**Requirement:** Edit the rows below so that every "Field-scouting request" becomes "Point-labeling task", with everything else left as it is. Omit the pictures from your version.

[Stored items from a collection]
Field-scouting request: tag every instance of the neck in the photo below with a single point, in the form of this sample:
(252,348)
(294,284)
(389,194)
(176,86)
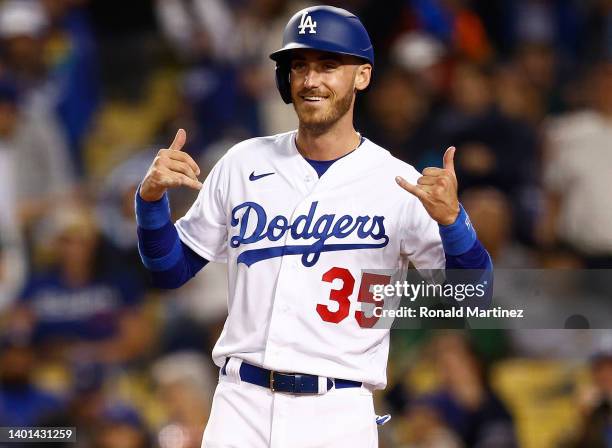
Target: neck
(329,144)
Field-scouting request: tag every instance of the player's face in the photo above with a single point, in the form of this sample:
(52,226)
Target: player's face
(323,86)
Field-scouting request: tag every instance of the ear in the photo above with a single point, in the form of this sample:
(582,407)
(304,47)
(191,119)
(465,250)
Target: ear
(363,76)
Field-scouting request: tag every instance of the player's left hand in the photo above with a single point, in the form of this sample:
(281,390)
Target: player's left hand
(437,190)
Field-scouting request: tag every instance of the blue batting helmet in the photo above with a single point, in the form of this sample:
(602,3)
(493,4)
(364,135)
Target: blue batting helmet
(323,28)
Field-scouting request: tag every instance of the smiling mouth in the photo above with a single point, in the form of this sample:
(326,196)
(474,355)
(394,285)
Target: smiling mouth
(313,99)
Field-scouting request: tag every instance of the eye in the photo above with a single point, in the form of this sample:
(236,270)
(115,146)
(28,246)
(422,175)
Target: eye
(298,65)
(330,65)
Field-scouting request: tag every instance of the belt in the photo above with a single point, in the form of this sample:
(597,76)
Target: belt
(294,383)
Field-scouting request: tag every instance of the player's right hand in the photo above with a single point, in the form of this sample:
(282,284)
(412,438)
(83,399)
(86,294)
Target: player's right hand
(171,168)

**Answer to the exercise:**
Point-labeling task: tag every instance of the neck in the photo below with a single point, in the form of this sample:
(252,348)
(294,284)
(389,194)
(176,86)
Target: neck
(329,144)
Point-labeling task: tag every instance of the player's face in the photo above with a single point, in the form of this sample:
(52,226)
Target: player's face
(323,86)
Point-labeling task: tag every instance of the ear in the photo above with a single point, in the form of this sample:
(582,407)
(304,47)
(191,119)
(465,250)
Target: ear
(363,76)
Point-labeling task: tag every instance of the player's left hand in the photo above with a single point, in the form of this sample:
(281,390)
Target: player's left hand
(437,190)
Point-labeling task: tag every instance of the blue batting helmet in the photo above with a single point, in the form of this sample:
(602,3)
(493,4)
(364,135)
Target: blue batting helmet
(323,28)
Point-labeling task: tag every instance of the smiling mouth in the photo above with a single point, in the form of this sample:
(326,196)
(474,355)
(394,285)
Target: smiling mouth
(313,99)
Point-labeling task: tag every instance of the eye in the photo above with a single point, in the form of this sample:
(236,270)
(115,146)
(28,246)
(422,175)
Target: eye
(298,65)
(330,65)
Point-labeling task: tag every instance of the belt in the photo above with a single point, in the form of this sample:
(597,76)
Target: belt
(294,383)
Point-labeling task: tag every instance of the player's right hand in the photo above with a single point, in the form of this sample:
(282,284)
(412,438)
(83,399)
(86,294)
Target: player's right hand
(171,168)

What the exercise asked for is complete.